WHAT THE TASK ASKS — In the data that follows, how many lines contain the word "person"? Give only that number.

[Referring expression pointing data]

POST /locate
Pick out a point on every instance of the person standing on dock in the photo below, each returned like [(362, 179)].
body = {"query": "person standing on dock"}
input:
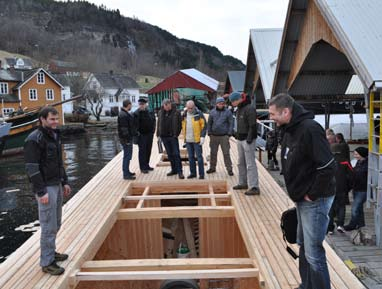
[(126, 133), (145, 124), (194, 129), (45, 169), (220, 129), (169, 126), (308, 167), (246, 134)]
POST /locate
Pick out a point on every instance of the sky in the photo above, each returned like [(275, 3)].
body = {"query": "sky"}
[(224, 24)]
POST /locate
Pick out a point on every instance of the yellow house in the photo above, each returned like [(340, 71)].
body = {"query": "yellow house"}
[(28, 90)]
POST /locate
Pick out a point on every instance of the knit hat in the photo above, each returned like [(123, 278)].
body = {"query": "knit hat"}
[(234, 96), (362, 151), (220, 99)]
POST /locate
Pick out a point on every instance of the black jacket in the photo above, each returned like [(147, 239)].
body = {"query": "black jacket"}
[(169, 123), (43, 159), (144, 121), (307, 162), (126, 128)]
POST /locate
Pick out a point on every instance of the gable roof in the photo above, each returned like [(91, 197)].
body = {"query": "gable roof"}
[(186, 78), (357, 26), (266, 46), (115, 81), (236, 79)]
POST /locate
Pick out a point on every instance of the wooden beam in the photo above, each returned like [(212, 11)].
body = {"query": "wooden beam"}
[(177, 212), (166, 264), (164, 275), (176, 197)]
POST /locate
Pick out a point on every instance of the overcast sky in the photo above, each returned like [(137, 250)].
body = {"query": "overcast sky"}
[(224, 24)]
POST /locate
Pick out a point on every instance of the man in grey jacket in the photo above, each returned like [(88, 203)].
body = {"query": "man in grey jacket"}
[(220, 128), (246, 134)]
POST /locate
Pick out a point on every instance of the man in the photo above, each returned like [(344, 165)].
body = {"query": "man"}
[(45, 169), (126, 133), (246, 134), (194, 130), (308, 167), (220, 128), (168, 129), (145, 124)]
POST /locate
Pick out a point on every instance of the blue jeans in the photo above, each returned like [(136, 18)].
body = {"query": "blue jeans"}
[(192, 149), (313, 222), (127, 154), (357, 215), (171, 145)]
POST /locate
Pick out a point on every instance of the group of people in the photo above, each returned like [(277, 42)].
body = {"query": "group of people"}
[(171, 122)]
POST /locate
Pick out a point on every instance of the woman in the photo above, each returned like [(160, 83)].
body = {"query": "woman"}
[(359, 189)]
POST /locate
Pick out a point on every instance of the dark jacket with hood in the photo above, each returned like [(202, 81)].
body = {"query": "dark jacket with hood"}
[(169, 122), (43, 160), (307, 162), (246, 125)]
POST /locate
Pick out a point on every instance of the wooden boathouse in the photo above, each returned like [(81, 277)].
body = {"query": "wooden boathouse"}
[(113, 232)]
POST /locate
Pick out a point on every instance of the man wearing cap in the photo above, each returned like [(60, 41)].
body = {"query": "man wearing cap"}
[(145, 125), (220, 128), (246, 134)]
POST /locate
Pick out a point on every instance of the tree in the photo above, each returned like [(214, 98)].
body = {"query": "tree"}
[(95, 100)]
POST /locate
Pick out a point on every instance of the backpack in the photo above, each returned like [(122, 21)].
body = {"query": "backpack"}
[(288, 226)]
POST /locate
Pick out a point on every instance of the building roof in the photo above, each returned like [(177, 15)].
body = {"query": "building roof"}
[(115, 81), (186, 78), (266, 46), (236, 79), (357, 26)]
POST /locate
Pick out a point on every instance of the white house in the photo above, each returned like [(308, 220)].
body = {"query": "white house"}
[(113, 88)]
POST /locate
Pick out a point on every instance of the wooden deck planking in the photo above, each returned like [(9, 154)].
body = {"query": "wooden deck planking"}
[(89, 215)]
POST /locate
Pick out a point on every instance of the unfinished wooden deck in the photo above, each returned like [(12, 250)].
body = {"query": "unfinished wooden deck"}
[(92, 213)]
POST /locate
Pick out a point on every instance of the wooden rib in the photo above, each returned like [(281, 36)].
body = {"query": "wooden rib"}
[(164, 275), (177, 212), (145, 193), (166, 264)]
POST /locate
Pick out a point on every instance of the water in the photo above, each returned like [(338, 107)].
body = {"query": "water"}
[(85, 155)]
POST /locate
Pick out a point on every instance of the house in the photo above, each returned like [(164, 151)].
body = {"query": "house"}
[(112, 89), (28, 90)]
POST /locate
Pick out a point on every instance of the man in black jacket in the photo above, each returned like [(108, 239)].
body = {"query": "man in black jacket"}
[(308, 167), (169, 127), (145, 125), (126, 132), (44, 167)]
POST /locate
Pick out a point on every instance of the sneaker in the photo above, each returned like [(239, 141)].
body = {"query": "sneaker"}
[(240, 187), (58, 257), (171, 173), (340, 229), (53, 269), (129, 177), (252, 192), (210, 171)]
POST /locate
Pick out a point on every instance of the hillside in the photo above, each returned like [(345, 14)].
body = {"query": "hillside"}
[(98, 39)]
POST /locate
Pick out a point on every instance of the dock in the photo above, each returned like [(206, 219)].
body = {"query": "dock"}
[(113, 232)]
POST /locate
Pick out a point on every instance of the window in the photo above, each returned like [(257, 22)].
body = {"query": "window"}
[(3, 88), (49, 94), (7, 110), (32, 94), (41, 78)]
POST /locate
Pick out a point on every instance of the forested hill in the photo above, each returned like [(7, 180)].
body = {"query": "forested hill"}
[(99, 39)]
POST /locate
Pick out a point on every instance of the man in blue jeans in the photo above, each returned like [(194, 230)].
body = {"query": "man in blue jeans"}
[(308, 167)]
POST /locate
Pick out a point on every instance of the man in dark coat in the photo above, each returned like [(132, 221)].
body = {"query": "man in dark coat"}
[(308, 167), (145, 125), (45, 169)]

YOUR RESPONSE — 2